Task material:
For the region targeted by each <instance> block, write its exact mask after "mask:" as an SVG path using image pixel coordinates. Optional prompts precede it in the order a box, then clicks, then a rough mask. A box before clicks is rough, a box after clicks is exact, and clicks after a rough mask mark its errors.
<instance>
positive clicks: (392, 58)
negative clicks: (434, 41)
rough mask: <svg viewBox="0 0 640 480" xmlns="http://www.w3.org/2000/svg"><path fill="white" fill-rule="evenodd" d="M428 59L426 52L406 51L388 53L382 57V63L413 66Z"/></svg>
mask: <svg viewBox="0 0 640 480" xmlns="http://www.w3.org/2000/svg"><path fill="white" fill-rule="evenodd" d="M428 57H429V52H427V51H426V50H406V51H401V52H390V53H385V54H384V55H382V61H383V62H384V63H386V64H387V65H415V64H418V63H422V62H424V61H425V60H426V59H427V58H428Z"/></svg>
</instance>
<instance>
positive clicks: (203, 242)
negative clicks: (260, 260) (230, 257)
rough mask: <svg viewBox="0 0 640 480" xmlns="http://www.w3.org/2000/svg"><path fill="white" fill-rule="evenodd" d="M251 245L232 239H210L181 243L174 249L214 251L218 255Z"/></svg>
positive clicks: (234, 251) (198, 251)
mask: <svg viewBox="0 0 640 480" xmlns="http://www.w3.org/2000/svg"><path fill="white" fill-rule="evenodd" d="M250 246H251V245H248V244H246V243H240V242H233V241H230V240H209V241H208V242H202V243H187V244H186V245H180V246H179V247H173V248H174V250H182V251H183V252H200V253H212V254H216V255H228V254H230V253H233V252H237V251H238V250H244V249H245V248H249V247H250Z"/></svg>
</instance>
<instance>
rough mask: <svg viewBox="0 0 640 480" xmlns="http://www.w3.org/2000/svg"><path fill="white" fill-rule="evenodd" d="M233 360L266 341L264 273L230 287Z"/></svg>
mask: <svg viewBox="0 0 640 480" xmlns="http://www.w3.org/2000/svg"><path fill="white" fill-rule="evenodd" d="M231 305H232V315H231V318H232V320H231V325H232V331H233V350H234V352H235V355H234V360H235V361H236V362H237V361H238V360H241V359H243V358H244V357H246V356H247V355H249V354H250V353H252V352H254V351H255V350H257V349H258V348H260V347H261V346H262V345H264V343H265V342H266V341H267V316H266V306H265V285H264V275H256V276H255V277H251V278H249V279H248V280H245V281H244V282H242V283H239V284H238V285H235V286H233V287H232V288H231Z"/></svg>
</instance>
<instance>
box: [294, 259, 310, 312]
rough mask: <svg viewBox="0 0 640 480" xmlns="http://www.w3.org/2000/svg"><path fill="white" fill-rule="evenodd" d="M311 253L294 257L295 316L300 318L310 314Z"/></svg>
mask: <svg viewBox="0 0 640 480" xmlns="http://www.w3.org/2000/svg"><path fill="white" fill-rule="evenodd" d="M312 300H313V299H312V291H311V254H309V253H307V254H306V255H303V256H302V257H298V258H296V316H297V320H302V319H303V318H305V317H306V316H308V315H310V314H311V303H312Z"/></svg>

Exercise prompt: How many lines in the rows above contain the string "negative"? Case counts. Reply with the number only.

Answer for the task: 2